# INPUT:
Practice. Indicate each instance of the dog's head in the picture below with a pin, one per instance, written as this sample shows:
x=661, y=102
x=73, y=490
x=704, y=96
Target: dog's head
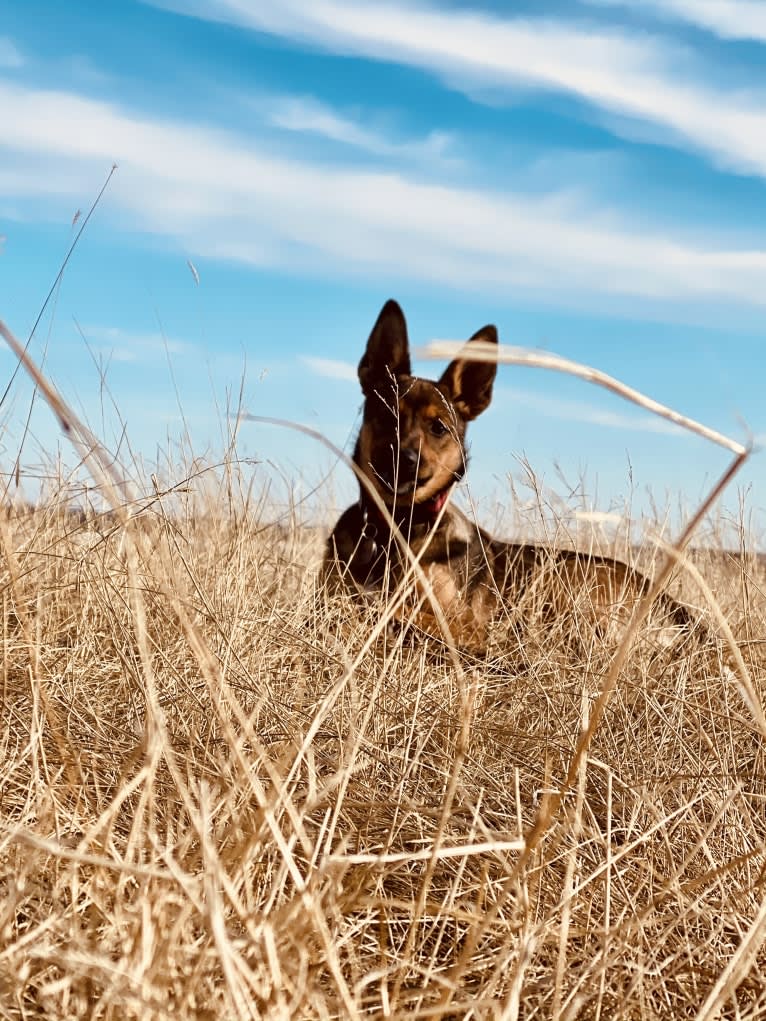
x=412, y=442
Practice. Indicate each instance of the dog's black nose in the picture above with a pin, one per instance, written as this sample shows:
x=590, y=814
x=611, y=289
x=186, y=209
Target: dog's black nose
x=409, y=459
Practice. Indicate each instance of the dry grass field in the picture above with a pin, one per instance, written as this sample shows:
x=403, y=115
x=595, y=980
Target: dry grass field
x=226, y=795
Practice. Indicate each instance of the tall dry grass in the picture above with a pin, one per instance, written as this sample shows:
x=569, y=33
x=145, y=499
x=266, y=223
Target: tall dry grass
x=225, y=794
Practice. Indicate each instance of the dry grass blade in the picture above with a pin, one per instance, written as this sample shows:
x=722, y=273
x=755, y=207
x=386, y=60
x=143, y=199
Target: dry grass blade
x=225, y=793
x=542, y=359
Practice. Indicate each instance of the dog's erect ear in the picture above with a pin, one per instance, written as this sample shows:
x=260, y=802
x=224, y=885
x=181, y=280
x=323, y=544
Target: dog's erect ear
x=470, y=383
x=387, y=351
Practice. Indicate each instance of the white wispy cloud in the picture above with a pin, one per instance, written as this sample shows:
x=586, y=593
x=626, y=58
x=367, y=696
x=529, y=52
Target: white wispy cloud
x=725, y=18
x=624, y=75
x=223, y=196
x=331, y=368
x=585, y=412
x=9, y=54
x=306, y=114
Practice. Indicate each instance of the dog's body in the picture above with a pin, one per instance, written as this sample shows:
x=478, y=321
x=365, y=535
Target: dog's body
x=411, y=451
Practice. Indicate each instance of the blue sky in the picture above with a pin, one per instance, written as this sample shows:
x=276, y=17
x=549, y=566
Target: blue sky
x=588, y=176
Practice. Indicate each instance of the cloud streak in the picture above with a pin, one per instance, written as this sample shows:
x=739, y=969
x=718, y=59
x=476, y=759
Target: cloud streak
x=221, y=196
x=306, y=114
x=725, y=18
x=622, y=75
x=587, y=414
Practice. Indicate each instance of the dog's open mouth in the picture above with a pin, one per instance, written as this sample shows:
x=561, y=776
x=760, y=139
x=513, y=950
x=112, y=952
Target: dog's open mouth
x=412, y=487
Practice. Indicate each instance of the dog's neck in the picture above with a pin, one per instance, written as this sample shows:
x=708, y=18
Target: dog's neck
x=407, y=515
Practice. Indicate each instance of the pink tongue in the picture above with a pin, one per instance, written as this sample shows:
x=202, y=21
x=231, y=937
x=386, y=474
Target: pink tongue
x=438, y=501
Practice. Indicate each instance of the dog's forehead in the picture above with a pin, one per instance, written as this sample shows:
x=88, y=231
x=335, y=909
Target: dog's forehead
x=419, y=394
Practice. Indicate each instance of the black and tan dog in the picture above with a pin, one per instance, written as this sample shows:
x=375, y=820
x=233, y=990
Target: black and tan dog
x=412, y=450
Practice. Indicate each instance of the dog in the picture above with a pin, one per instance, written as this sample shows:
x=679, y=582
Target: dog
x=411, y=451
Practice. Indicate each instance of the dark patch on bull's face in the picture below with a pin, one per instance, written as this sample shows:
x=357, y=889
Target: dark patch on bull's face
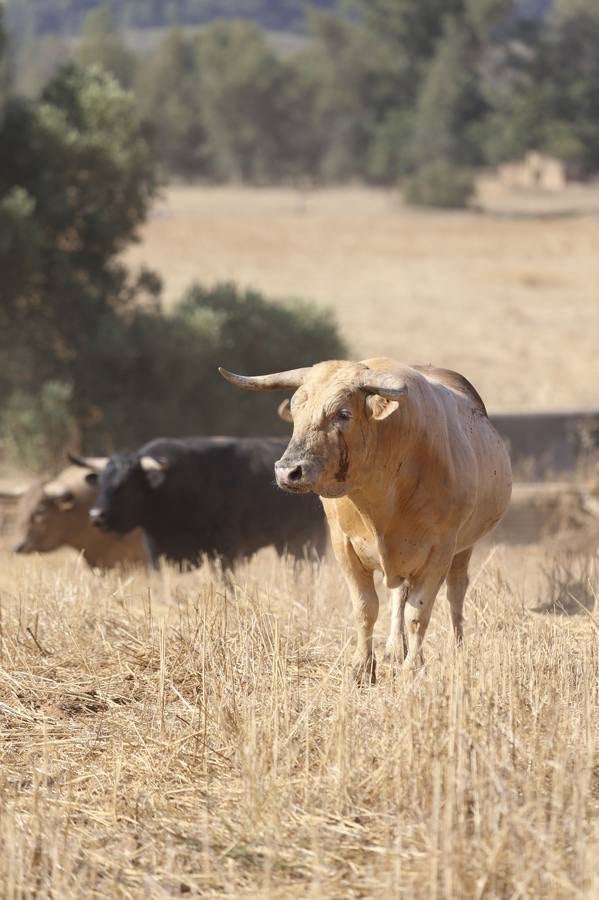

# STATED TASK:
Print every record above verbatim, from the first line through the last, and omit the images.

# EXERCISE ANSWER:
Practice. Indicate each instance of the dog's head in the picture below with a pin, one per instance, written as this sample shows:
x=661, y=102
x=73, y=490
x=704, y=96
Target: dog's head
x=412, y=442
Practice. Indicate each instance of the dog's black nose in the picture above with a pin, one per instance, written as this sample shows:
x=590, y=814
x=611, y=289
x=186, y=209
Target: dog's black nose
x=409, y=459
Practice. Indicate each instance of the dry grass field in the picture above with a pin, one per instance, written as this sample shows:
x=403, y=115
x=595, y=980
Target: dry grass field
x=226, y=795
Practice. Indicate each instance of the tall dry grass in the picture above with a pin, one per instance, written as this sample shows:
x=569, y=33
x=145, y=499
x=266, y=223
Target: tall dry grass
x=225, y=794
Practice. Indicate each instance of the dry grass blade in the picture above with a pin, one per instance, written as this sample shows:
x=722, y=273
x=755, y=207
x=386, y=60
x=143, y=199
Target: dry grass blade
x=225, y=793
x=542, y=359
Practice. Indicate each instance of the dog's erect ear in the picture above with a pin, one per instance, written as this sample shows:
x=260, y=802
x=224, y=885
x=181, y=280
x=323, y=544
Target: dog's erect ear
x=470, y=383
x=387, y=351
Practice. Indicate each instance of the white wispy cloud in the picture above with a pin, one per instance, written as this sample shows:
x=586, y=593
x=626, y=58
x=367, y=696
x=529, y=52
Target: white wispy cloud
x=725, y=18
x=624, y=75
x=223, y=196
x=331, y=368
x=585, y=412
x=9, y=54
x=306, y=114
Practice. Indicate each instance of the dog's body in the picture above with a pin, one per instance, written as this sample shows:
x=478, y=321
x=365, y=535
Target: dog's body
x=411, y=451
Practice. Indicate each instance of the blue sky in the picture above with a pin, one per instance, written as this sample shows:
x=276, y=17
x=549, y=566
Target: blue sky
x=588, y=176
Practice. Indicate each instance of the cloud streak in the picture above with a pin, one per instance, written as this sample shows:
x=739, y=969
x=718, y=59
x=476, y=759
Target: cloud streak
x=221, y=196
x=306, y=114
x=725, y=18
x=622, y=75
x=587, y=414
Practice. Indicate each instance of the dog's open mouth in the picture above with a pin, one per instance, written as this sample shows:
x=561, y=776
x=760, y=139
x=513, y=950
x=112, y=952
Target: dog's open mouth
x=412, y=487
Practice. Indicate each instance of the dog's neck in the picture above with a pin, one per instance, written as this sample shows:
x=708, y=18
Target: dog's neck
x=407, y=515
Practice. Indicate each instance of the pink tongue in the picture above with a pin, one per instance, written as this sample shows:
x=202, y=21
x=231, y=937
x=386, y=474
Target: pink tongue
x=438, y=501
Practice. Indicate each instance of the dog's forehead in the picture above with a pin, one per instance, written as this sample shows:
x=88, y=231
x=335, y=909
Target: dog's forehead
x=419, y=394
Practice. Indicate each instance of the black and tan dog in the picture above with a pin, one per instance, written as this sample shows:
x=375, y=820
x=233, y=990
Target: black and tan dog
x=412, y=450
Practice. Indicate each instance of the dog in the picture above with a pin, one per instance, written as this sample shows:
x=679, y=582
Target: dog
x=411, y=451
Practice. Indicate each instance of the dark patch on bull's face in the picture below with a pin, one per instance, written as this sample shows:
x=357, y=889
Target: dark patch on bull's face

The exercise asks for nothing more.